**Source document**
▽

Imagine waking up from pain, not just any type of pain, but a pain so bad it feels like someone is ringing out your insides like a wet towel. I’d get out of bed and try to walk to the bathroom across the hall and collapse on the floor, crawling to the bathroom thinking to myself, “this is it, this is where I am dying, on this cold bathroom floor.” I would throw up a few times from the agonizing, cramping pains and then finally crawl up the stairs trying to get to the medicine cabinet to get Advil and Vicodin to give myself some relief, any relief. Some days it would help but most of the time it wouldn’t. I would lay on the couch all day with my heating pad praying to god for the pain to go away for even 10 minutes. I would fight my parents to let me stay home from school because they couldn’t understand how I was in so much pain when every doctor they took me to would tell them I was fine because all my tests were normal.
Finally I heard it, “Endometriosis”. I remember thinking “Endo what?” and after countless doctors and years of doctors telling me there is nothing wrong, I finally thought I found someone who would listen to me. Little did I know this doctor didn’t know much about what he had just diagnosed me with. His next question threw my dad and I who was with me for a loop:
“Do you have a boyfriend?”
I replied, “Yes.”
He then told me I had 2 options:
1. Have ablation surgery to remove it.

△

**Data excerpts**
▽

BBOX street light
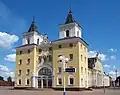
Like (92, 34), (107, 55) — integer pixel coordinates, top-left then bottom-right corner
(59, 56), (69, 95)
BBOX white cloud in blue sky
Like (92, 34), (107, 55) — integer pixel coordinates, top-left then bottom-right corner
(0, 32), (19, 48)
(0, 1), (27, 79)
(108, 48), (117, 52)
(88, 50), (108, 61)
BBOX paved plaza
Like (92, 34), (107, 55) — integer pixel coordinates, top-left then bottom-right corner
(0, 87), (120, 95)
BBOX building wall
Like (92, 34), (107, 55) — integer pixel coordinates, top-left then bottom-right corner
(59, 23), (82, 39)
(15, 46), (36, 87)
(53, 42), (88, 88)
(104, 75), (110, 87)
(88, 59), (103, 87)
(78, 42), (88, 88)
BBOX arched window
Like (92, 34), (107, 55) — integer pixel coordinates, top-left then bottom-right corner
(68, 75), (75, 85)
(66, 30), (70, 37)
(27, 38), (30, 44)
(38, 67), (52, 76)
(37, 39), (39, 44)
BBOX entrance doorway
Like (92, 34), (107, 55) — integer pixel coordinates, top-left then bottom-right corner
(38, 67), (52, 88)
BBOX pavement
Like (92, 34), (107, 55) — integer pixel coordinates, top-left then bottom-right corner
(0, 87), (120, 95)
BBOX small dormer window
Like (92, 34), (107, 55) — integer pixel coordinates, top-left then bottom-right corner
(27, 39), (30, 44)
(66, 30), (69, 37)
(37, 39), (39, 44)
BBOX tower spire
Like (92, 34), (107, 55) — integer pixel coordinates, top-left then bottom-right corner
(32, 16), (35, 23)
(65, 4), (74, 24)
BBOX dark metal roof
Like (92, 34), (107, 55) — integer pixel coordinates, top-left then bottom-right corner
(88, 57), (97, 69)
(52, 36), (88, 46)
(16, 43), (37, 48)
(65, 10), (74, 24)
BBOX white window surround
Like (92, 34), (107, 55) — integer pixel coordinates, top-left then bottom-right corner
(57, 76), (63, 85)
(68, 75), (75, 85)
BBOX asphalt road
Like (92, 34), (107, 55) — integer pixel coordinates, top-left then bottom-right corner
(0, 87), (120, 95)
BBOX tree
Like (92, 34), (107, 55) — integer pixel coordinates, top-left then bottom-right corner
(7, 76), (12, 82)
(0, 76), (4, 81)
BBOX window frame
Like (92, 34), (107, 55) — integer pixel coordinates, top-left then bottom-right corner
(68, 75), (75, 85)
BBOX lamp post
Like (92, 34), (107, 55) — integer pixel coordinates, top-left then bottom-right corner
(59, 56), (69, 95)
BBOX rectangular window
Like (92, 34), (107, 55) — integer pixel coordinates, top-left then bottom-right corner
(69, 43), (73, 47)
(27, 79), (30, 85)
(49, 47), (52, 51)
(19, 59), (22, 65)
(58, 67), (62, 73)
(69, 54), (73, 60)
(81, 67), (83, 73)
(27, 69), (30, 75)
(19, 79), (21, 85)
(28, 49), (30, 54)
(58, 78), (62, 85)
(18, 70), (21, 76)
(20, 51), (22, 54)
(27, 59), (30, 65)
(58, 45), (62, 48)
(70, 78), (74, 85)
(81, 79), (83, 86)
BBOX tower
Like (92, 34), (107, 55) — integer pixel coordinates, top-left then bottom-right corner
(22, 18), (43, 45)
(59, 9), (82, 39)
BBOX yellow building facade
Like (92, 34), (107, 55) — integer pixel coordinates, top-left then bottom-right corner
(15, 10), (103, 89)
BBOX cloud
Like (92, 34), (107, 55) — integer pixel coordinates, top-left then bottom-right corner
(5, 71), (15, 78)
(110, 55), (116, 60)
(88, 50), (108, 61)
(109, 71), (116, 75)
(11, 49), (16, 52)
(0, 65), (9, 72)
(4, 54), (16, 62)
(0, 32), (19, 48)
(108, 48), (117, 52)
(103, 64), (110, 68)
(0, 1), (27, 33)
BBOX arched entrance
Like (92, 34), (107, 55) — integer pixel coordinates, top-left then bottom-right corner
(38, 67), (52, 88)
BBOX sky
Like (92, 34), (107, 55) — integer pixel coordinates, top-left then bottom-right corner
(0, 0), (120, 79)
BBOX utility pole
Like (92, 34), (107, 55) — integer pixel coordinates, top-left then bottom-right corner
(115, 69), (117, 85)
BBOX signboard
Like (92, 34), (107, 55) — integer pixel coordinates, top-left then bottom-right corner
(65, 68), (75, 72)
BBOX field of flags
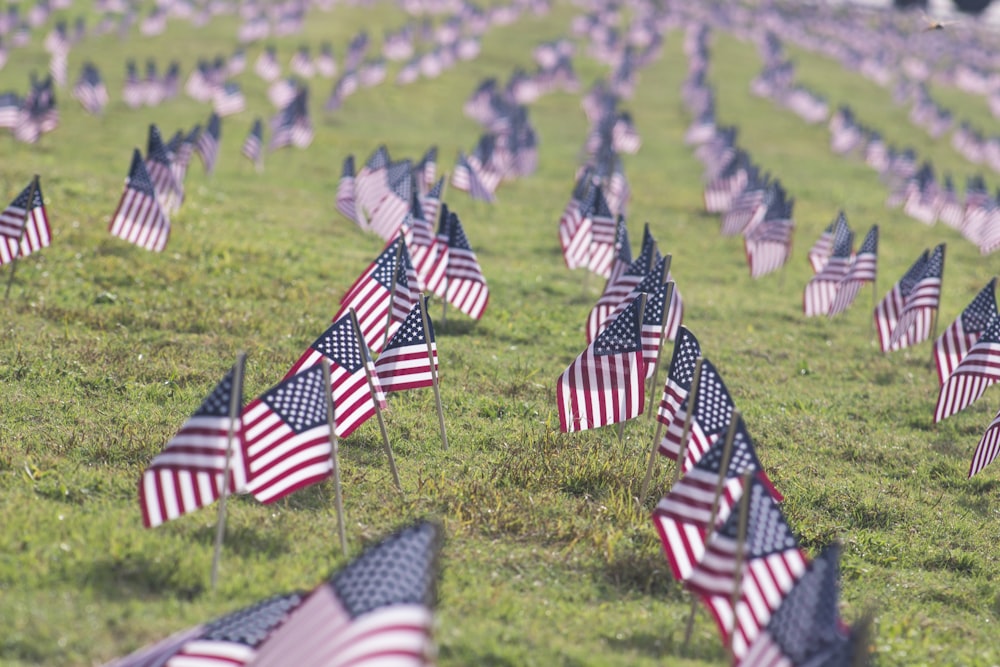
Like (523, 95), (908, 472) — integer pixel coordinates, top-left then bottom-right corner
(0, 0), (1000, 667)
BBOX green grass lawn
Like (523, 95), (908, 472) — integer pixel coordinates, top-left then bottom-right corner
(0, 2), (1000, 667)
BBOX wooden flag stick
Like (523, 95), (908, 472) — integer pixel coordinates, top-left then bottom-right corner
(673, 355), (705, 484)
(728, 470), (753, 655)
(323, 357), (347, 556)
(211, 352), (247, 591)
(381, 236), (404, 350)
(418, 292), (448, 450)
(351, 308), (403, 493)
(684, 410), (746, 649)
(3, 174), (38, 301)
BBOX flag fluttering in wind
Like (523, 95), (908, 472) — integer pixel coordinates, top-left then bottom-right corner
(243, 366), (333, 503)
(556, 295), (646, 433)
(934, 315), (1000, 424)
(829, 225), (878, 317)
(109, 148), (170, 252)
(934, 278), (997, 385)
(106, 521), (442, 667)
(0, 180), (52, 265)
(139, 364), (247, 528)
(285, 314), (385, 438)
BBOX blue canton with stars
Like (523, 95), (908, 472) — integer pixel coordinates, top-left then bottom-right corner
(310, 315), (363, 373)
(329, 522), (440, 618)
(260, 366), (329, 433)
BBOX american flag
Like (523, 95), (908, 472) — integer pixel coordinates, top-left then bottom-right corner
(874, 250), (930, 352)
(0, 179), (52, 265)
(653, 417), (780, 581)
(445, 212), (490, 320)
(934, 315), (1000, 423)
(243, 366), (339, 503)
(659, 359), (736, 473)
(556, 296), (646, 433)
(686, 477), (806, 659)
(240, 118), (264, 171)
(375, 301), (438, 393)
(139, 363), (247, 528)
(105, 593), (305, 667)
(333, 236), (416, 352)
(934, 278), (997, 385)
(829, 225), (878, 317)
(802, 213), (854, 317)
(656, 325), (701, 426)
(969, 404), (1000, 477)
(109, 148), (170, 252)
(146, 125), (184, 215)
(889, 243), (945, 350)
(740, 543), (855, 667)
(337, 155), (361, 224)
(195, 112), (222, 174)
(246, 522), (441, 667)
(285, 314), (386, 438)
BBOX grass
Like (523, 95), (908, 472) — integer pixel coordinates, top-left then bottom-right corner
(0, 3), (1000, 666)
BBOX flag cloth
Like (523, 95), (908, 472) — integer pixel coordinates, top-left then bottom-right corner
(445, 212), (490, 320)
(889, 243), (945, 350)
(829, 225), (878, 317)
(109, 148), (170, 252)
(244, 522), (441, 667)
(556, 297), (646, 433)
(686, 477), (806, 659)
(243, 366), (333, 503)
(740, 543), (852, 667)
(0, 183), (52, 265)
(659, 359), (736, 473)
(934, 315), (1000, 424)
(802, 213), (854, 317)
(934, 278), (997, 385)
(874, 250), (930, 352)
(285, 315), (385, 438)
(375, 303), (438, 393)
(653, 418), (781, 581)
(969, 404), (1000, 477)
(139, 366), (247, 528)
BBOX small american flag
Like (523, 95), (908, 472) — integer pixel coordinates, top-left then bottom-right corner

△

**Explore the material**
(1) In the personal account of living with endometriosis, which two medications does the narrator take from the medicine cabinet for relief?
(2) Continue the personal account of living with endometriosis from the point where the text stops.

**Exercise answers**
(1) Advil and Vicodin.

(2)
OR
2. Have a baby and it would go away on its own.
Mind you I was 18 at the time and going to school full time, so I obviously opted to have the surgery, fully trusting a man who finally gave a name to how I have been feeling. A few weeks later, surgery day was finally here. I was so optimistic to finally feel better after years of excruciating pain that I wasn’t even nervous about going under the knife. When I woke up from surgery all I wanted to do was talk to my doctor. When he came over to talk to me I remember him saying “Good news!! You DON’T have Endometriosis.” Most people would be so excited to hear that but I was crushed, because all I wanted was to have a diagnosis to the pain I was in, to know I wasn’t crazy. A few weeks later at my follow up, the only thing I was offered was different birth control and told I was just an “unlucky one.”
For years I went on in pain every month, I tried one more time to go to the OBGYN because I was desperate! He told me that I couldn’t be in that much pain because he checked me for Endometriosis and I didn’t have it. Again, he told me to get pregnant and sent me on my way. I was pissed off, hurt, and felt like no one would ever listen to me, I felt so alone.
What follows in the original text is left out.